● Objectif énoncé 1
Relevez toutes les lignes des entrées qui contiennent le mot « soil ». La casse compte.
━━━ Extrait de source ━━━
Les prétextes ne manquent pas pour s’opposer à une renaissance des langues régionales. Pourtant, leur renaissance présenterait bien des avantages.
La Corse a participé à la journée d’action nationale visant à rappeler aux candidats à la présidence de la République la revendication d’une véritable politique de valorisation des langues régionales parlées en France. Autour de la revendication « Nos langues, nos cultures, un droit, une loi », des milliers de défenseurs des langues régionales ont manifesté samedi dernier dans plusieurs villes de France pour réclamer de meilleures conditions d’enseignement ainsi que la ratification de la Charte européenne des langues régionales ou minoritaires. A Quimper, ils étaient près de 10000 pour le breton ; à Toulouse, près de 30.000 pour l’occitan ; à Perpignan, plus de 5000 pour le catalan ; à Bayonne, près de 7000 pour le basque. Des centaines d’Alsaciens, de Flamands et de Savoyards sont aussi descendu dans la rue à Strasbourg, Lille et Annecy. Ces manifestations ont opportunément rappelé que le droit de pratiquer une langue régionale reste dénigré. Ainsi, lors d’un meeting récemment tenu à Marseille, Nicolas Sarkozy a affirmé : « Quand on aime la France, on ne propose pas de ratifier la charte des langues régionales et minoritaires ». Pour justifier ce refus, il a brandi le danger communautariste : « C’est le communautarisme qui est au bout du chemin et pas la défense d’un magnifique patrimoine de langues et de cultures qui font la richesse de notre pays ». Cette prise de position a rappelé que les prétextes ne manquent pas pour s’opposer à une renaissance des langues régionales.
━━━ Données ━━━
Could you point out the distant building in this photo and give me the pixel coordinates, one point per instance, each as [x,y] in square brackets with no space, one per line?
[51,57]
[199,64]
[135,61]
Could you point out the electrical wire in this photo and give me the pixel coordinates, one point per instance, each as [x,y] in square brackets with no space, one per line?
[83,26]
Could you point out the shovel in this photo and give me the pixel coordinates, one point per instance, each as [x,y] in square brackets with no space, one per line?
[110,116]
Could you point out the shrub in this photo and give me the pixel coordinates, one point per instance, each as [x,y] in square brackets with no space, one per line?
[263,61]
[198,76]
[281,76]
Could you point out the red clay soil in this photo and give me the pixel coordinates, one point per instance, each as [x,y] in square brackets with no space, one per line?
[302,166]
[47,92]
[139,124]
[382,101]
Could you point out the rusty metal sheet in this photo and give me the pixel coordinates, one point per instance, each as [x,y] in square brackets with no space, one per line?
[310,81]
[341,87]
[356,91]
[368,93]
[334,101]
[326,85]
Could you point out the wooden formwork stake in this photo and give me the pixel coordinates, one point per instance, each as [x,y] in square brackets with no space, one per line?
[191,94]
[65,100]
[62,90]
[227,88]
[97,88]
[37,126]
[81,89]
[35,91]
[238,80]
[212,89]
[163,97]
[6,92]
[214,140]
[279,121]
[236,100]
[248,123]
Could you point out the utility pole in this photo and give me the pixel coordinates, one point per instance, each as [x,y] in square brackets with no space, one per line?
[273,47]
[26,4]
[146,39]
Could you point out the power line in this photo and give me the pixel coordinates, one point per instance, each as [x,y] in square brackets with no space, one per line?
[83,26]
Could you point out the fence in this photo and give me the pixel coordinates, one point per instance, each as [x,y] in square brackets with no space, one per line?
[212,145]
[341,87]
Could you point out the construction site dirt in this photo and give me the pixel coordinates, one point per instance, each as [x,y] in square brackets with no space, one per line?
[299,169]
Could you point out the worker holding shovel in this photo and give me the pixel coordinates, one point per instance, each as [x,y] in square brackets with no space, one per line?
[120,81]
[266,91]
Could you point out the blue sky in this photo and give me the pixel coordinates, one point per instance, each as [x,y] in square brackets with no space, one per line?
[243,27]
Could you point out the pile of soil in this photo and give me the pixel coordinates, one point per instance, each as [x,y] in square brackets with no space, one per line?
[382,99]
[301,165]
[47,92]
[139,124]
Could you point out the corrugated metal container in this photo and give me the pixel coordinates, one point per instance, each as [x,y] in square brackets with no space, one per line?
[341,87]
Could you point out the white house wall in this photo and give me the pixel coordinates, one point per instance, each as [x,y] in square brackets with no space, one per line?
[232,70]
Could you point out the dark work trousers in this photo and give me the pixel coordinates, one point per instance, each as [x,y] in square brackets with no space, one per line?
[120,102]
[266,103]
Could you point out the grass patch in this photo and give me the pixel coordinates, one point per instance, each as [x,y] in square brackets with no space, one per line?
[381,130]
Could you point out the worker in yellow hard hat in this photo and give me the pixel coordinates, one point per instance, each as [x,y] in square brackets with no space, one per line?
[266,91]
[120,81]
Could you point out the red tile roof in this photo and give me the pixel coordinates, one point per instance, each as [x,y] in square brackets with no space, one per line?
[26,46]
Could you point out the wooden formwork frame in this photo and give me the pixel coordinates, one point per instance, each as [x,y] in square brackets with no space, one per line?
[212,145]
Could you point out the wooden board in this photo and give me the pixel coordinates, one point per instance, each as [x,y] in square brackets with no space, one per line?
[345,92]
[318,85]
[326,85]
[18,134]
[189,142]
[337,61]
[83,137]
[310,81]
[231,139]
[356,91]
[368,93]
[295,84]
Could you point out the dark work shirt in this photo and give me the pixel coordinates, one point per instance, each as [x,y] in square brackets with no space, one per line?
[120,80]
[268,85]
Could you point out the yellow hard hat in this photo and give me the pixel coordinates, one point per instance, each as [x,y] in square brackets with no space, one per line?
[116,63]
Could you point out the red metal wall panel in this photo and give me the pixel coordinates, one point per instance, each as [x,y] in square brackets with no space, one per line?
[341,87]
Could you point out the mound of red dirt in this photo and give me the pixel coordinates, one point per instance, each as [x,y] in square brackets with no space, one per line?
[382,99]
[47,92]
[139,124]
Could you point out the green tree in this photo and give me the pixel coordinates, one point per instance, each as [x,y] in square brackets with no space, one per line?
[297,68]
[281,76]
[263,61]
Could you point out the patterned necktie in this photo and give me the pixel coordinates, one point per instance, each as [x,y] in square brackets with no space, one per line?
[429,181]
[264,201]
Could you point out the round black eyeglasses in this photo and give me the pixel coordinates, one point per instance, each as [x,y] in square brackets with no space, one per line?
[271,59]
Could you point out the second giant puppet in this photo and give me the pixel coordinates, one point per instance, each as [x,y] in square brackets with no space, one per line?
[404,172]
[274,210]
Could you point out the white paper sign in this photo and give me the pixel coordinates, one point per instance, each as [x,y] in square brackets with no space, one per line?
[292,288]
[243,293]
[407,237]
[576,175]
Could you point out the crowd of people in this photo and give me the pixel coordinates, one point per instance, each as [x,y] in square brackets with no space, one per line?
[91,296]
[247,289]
━━━
● Objectif énoncé 2
Selon le texte sur les langues régionales, dans quelle ville près de 7000 personnes ont-elles manifesté pour le basque ?

● Réponse rédigée 1
Could you point out the red clay soil in this photo and give me the pixel coordinates, one point per instance, each as [x,y] in square brackets with no space, one per line?
Could you point out the pile of soil in this photo and give me the pixel coordinates, one point per instance, each as [x,y] in square brackets with no space, one per line?

● Réponse rédigée 2
À Bayonne.